What you are asked to do: Transcribe the data in full and exactly, omitting any pictures.

Records shown:
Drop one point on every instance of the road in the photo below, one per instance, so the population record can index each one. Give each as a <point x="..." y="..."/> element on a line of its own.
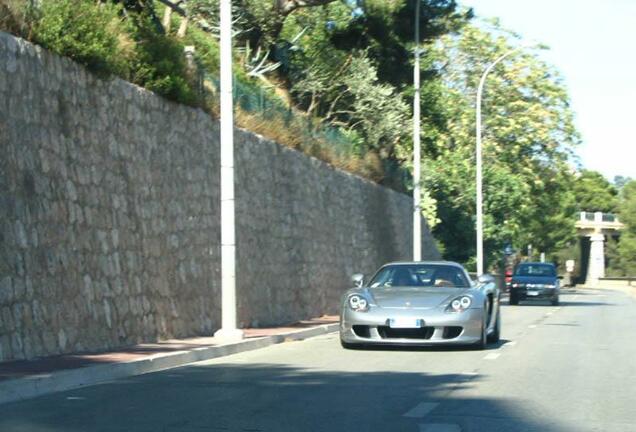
<point x="566" y="368"/>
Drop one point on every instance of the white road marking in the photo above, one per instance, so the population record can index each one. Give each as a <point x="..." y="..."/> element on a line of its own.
<point x="421" y="410"/>
<point x="440" y="427"/>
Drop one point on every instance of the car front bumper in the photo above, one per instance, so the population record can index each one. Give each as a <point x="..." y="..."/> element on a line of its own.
<point x="439" y="327"/>
<point x="539" y="293"/>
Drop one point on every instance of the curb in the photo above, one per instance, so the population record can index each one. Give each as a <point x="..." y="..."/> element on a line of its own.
<point x="39" y="385"/>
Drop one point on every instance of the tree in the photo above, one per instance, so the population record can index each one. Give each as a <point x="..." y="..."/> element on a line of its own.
<point x="627" y="243"/>
<point x="594" y="193"/>
<point x="528" y="143"/>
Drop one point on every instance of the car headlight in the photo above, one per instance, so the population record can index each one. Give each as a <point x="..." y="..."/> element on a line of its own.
<point x="358" y="303"/>
<point x="460" y="304"/>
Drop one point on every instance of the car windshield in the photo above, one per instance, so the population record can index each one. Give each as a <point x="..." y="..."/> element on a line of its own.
<point x="535" y="270"/>
<point x="420" y="275"/>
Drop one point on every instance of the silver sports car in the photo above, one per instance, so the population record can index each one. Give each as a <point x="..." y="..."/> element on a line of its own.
<point x="421" y="303"/>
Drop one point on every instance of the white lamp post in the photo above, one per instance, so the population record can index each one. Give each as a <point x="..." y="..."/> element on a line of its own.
<point x="417" y="214"/>
<point x="228" y="329"/>
<point x="480" y="219"/>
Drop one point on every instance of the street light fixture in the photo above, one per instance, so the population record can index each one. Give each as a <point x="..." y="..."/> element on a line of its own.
<point x="228" y="329"/>
<point x="417" y="214"/>
<point x="480" y="219"/>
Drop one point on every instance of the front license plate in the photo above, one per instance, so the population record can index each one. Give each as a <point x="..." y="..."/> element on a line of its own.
<point x="405" y="323"/>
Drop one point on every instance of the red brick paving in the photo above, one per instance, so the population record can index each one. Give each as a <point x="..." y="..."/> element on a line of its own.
<point x="47" y="365"/>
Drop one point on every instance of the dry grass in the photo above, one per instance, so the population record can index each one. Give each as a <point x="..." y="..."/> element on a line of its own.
<point x="293" y="135"/>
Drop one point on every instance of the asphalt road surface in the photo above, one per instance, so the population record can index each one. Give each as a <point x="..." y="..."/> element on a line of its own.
<point x="565" y="368"/>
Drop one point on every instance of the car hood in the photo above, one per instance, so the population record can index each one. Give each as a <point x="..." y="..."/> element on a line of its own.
<point x="543" y="280"/>
<point x="413" y="298"/>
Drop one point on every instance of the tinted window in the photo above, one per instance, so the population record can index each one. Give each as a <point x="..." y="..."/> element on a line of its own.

Task solution:
Drop one point on every instance of the road in the photo below, one per instance, so the population record can index each one. Give each as a <point x="..." y="..."/> element on a line of its own.
<point x="566" y="368"/>
Drop one point on every instance of the white road marking in the photo above, one per instance, so the population record can index each one. Give each as a <point x="..." y="..."/> element on a line of its own.
<point x="421" y="410"/>
<point x="440" y="427"/>
Drop one point on every instance of the car front bumper in the photo above, one per instance, so the population record can index each one. Give each as a <point x="..." y="..."/> element on a line of its own.
<point x="439" y="327"/>
<point x="539" y="293"/>
Drop one point on every instance of the curb in the photo above, one per instance, so the population record can index each one. Give each as a <point x="..." y="..."/> element on a line of its own.
<point x="39" y="385"/>
Drop one point on every instance of the tree in the photo above, one per instance, so the population record can index each one. Give each as a <point x="..." y="..."/> element on a line of its own.
<point x="627" y="243"/>
<point x="594" y="193"/>
<point x="528" y="143"/>
Drop one point on every instance of the car headlight in the photo above, one per instance, so the population record can index each one. Give each as a <point x="..." y="..."/> element on a line of its own.
<point x="358" y="303"/>
<point x="460" y="304"/>
Drop one point on every instance of the car windshield in the photo above, one per instance, so the population record can index each one. Give each as a <point x="..." y="..."/> element on a line of its own.
<point x="535" y="270"/>
<point x="420" y="275"/>
Drop one point on every instance of the silver sports car in the photo above, one per instance, so the population record can index each one. Give each as a <point x="..." y="..."/> element on a line of its own.
<point x="421" y="303"/>
Drop one point on every instance of the white lamp post in the photo above, one per instance, so the population record can index each one. Give each as a <point x="..." y="..."/> element on a line of its own.
<point x="417" y="214"/>
<point x="228" y="329"/>
<point x="480" y="219"/>
Drop one point on every instance of the street light fixture in the photo above, one per instance, so the population record can index each one. Give each as a <point x="..." y="..."/> element on a line of its own.
<point x="228" y="329"/>
<point x="417" y="214"/>
<point x="480" y="219"/>
Drop one point on every instance of the front license plate in the photo above, one per instance, so the population record can index each one. Give each as a <point x="..." y="..."/> element on a line of its own.
<point x="405" y="323"/>
Drop one point on every instance of the red brick paving in the photo above, one per instance, so the population record can index each one. Give each as a <point x="..." y="..."/> element on a line of its own.
<point x="47" y="365"/>
Drop one point on every instance of the dry grass in the photo above, one per instance, so the population record can index each one. Give each as a <point x="..." y="..."/> element on a line of its own.
<point x="293" y="135"/>
Drop one point on every instance of the asphalt road surface in the photo above, one per instance, so the population record can index each one. Give each as a <point x="..." y="..."/> element on a line of its own.
<point x="565" y="368"/>
Drop one point on every instance of the car hood in the photo above, one per instance, so the population record can index each one. Give each as a <point x="..." y="..."/> element on a line of its own.
<point x="543" y="280"/>
<point x="413" y="298"/>
Drop one point on every instance of the tinted window in the photo above, one per instance, so the population record can index each one. Give each as a <point x="..." y="..."/> element on a line of its own.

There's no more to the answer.